**Dataset rows:**
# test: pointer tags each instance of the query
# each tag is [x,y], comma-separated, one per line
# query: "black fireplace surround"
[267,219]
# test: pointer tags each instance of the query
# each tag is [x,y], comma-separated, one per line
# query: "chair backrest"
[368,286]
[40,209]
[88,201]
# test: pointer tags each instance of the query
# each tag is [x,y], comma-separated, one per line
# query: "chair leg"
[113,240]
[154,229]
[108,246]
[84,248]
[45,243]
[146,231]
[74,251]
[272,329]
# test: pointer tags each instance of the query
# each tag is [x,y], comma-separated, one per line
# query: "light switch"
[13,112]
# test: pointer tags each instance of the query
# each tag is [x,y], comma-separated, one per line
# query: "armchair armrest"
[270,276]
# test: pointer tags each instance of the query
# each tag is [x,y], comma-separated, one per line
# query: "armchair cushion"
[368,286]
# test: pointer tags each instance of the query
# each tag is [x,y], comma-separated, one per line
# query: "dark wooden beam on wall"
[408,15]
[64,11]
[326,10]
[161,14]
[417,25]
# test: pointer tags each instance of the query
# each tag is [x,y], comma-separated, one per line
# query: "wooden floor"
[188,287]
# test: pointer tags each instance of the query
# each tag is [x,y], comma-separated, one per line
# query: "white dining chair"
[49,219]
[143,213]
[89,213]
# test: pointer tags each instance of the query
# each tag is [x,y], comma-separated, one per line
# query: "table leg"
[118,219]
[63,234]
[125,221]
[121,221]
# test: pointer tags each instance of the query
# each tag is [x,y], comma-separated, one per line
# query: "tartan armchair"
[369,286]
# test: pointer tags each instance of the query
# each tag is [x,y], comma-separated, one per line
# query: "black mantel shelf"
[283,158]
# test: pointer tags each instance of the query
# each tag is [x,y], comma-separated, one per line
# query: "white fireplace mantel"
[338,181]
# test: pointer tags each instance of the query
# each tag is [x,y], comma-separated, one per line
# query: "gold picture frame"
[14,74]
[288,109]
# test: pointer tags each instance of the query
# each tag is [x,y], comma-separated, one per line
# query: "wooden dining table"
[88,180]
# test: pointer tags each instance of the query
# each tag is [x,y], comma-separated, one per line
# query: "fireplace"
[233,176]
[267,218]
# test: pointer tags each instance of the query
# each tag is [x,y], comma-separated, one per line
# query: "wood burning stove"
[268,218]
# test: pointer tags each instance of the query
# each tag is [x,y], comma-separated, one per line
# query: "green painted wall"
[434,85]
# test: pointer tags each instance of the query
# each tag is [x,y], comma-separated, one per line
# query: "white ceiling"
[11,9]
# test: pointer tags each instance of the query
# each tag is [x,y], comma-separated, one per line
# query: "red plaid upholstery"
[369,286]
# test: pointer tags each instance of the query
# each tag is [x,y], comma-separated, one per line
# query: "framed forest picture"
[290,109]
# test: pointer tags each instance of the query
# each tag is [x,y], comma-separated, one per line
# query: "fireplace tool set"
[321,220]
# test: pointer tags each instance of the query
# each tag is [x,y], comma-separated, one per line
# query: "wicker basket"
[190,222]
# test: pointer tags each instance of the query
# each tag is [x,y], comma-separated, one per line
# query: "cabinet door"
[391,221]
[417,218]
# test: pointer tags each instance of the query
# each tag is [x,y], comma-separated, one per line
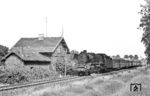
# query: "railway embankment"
[107,84]
[116,85]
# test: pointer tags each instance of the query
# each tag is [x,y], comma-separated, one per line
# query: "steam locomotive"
[89,63]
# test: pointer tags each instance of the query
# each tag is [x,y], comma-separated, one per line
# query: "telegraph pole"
[46,25]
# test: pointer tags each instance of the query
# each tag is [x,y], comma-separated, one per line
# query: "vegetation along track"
[56,81]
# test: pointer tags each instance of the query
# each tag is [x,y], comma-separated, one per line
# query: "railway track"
[56,81]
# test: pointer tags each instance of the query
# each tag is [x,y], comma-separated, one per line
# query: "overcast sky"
[103,26]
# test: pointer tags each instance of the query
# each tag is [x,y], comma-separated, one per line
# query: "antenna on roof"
[46,26]
[62,31]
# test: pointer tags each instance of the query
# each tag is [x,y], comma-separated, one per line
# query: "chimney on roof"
[41,37]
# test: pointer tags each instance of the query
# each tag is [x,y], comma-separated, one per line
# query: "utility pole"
[46,25]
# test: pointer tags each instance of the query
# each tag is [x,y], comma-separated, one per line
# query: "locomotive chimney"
[41,37]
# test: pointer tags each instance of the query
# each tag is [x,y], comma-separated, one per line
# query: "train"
[89,63]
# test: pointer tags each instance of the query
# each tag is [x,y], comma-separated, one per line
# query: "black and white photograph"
[74,47]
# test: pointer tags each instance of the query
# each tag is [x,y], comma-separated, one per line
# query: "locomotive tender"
[89,63]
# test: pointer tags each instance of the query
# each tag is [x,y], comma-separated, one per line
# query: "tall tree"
[145,26]
[131,56]
[136,57]
[126,56]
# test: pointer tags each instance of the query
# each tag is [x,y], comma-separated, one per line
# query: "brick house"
[36,52]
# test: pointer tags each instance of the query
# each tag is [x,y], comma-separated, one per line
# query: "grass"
[117,86]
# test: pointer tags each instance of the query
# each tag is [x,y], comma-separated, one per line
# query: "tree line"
[131,57]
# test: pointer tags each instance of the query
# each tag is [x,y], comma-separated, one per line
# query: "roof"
[35,42]
[29,57]
[30,49]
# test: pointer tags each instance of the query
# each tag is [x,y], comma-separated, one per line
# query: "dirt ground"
[119,85]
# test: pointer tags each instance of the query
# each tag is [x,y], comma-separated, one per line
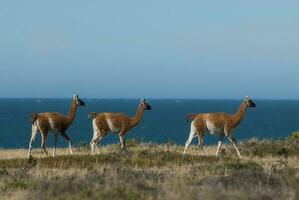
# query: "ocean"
[271,119]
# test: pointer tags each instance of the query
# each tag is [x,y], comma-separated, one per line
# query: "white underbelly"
[112,126]
[213,129]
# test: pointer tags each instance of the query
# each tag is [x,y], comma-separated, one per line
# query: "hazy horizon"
[158,49]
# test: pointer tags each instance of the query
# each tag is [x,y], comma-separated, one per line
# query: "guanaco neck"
[239,115]
[72,112]
[138,116]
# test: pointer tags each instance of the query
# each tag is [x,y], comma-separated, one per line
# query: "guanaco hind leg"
[34,132]
[192,134]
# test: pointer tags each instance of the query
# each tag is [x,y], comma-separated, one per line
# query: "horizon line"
[154,98]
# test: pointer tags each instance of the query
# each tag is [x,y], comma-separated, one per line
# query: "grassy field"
[268,170]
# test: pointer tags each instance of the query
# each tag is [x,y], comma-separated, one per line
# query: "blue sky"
[153,49]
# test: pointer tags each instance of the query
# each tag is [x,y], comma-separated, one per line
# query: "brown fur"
[221,124]
[55,122]
[115,122]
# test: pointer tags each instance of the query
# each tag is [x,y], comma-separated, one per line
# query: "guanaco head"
[249,102]
[145,105]
[77,100]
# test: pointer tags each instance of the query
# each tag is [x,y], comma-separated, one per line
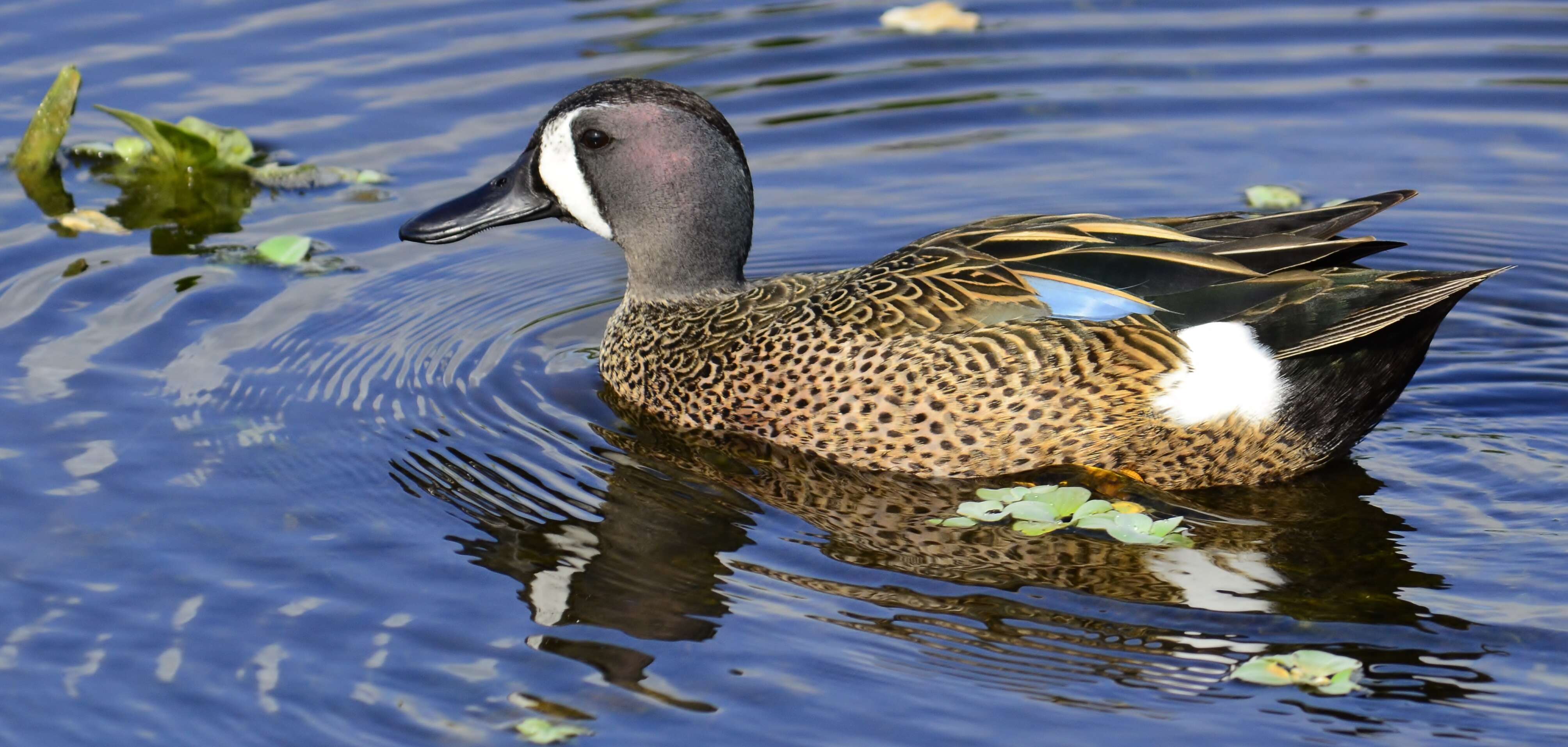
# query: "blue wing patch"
[1090,305]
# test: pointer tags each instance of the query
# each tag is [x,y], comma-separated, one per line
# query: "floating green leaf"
[131,148]
[285,250]
[984,510]
[1321,671]
[545,732]
[1272,197]
[231,145]
[41,142]
[1090,509]
[1037,528]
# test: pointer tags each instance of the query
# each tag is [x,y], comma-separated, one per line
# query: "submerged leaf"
[545,732]
[91,222]
[49,126]
[285,250]
[1272,197]
[1034,510]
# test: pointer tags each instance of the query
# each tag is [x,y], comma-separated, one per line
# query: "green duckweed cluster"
[1043,509]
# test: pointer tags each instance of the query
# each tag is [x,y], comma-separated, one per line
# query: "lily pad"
[285,250]
[1272,197]
[1319,671]
[546,732]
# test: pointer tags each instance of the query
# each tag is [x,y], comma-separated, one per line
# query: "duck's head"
[648,165]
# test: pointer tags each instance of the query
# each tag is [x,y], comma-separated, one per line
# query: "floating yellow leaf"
[931,18]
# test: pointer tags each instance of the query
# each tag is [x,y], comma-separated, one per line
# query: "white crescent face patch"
[564,175]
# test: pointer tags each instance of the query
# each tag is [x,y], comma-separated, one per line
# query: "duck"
[1221,349]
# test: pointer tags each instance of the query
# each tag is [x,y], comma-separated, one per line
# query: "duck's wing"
[1280,274]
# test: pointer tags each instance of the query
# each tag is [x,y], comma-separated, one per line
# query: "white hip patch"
[1228,371]
[564,175]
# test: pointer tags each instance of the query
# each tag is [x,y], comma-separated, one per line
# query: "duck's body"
[1207,350]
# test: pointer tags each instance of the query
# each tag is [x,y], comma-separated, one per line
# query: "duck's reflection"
[675,504]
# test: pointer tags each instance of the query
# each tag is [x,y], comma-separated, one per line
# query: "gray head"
[648,165]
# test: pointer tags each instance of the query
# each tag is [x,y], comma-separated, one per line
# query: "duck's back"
[1221,349]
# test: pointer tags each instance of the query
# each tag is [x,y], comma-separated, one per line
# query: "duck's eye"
[593,140]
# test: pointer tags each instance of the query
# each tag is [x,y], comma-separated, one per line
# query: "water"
[253,506]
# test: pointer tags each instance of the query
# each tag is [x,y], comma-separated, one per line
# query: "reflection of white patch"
[1228,371]
[564,175]
[1219,581]
[552,589]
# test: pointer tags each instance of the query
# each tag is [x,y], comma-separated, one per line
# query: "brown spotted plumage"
[1195,350]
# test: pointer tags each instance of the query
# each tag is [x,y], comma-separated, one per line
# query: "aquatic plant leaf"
[1037,528]
[1263,671]
[1164,526]
[1034,510]
[91,222]
[1004,495]
[1327,674]
[931,18]
[98,150]
[545,732]
[231,143]
[1341,685]
[1176,539]
[1136,521]
[1133,536]
[285,250]
[1096,521]
[984,510]
[1090,509]
[131,148]
[41,142]
[1272,197]
[1321,666]
[160,146]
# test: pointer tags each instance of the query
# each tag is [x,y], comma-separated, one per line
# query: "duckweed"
[1039,510]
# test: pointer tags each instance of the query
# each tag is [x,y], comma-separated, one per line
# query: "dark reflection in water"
[676,504]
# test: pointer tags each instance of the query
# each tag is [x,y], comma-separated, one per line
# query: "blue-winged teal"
[1202,350]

**Directions:** Pull out every line above that contains the string "horizon", where case counts.

**Problem solution:**
# query: "hazy horizon"
# query: "horizon line"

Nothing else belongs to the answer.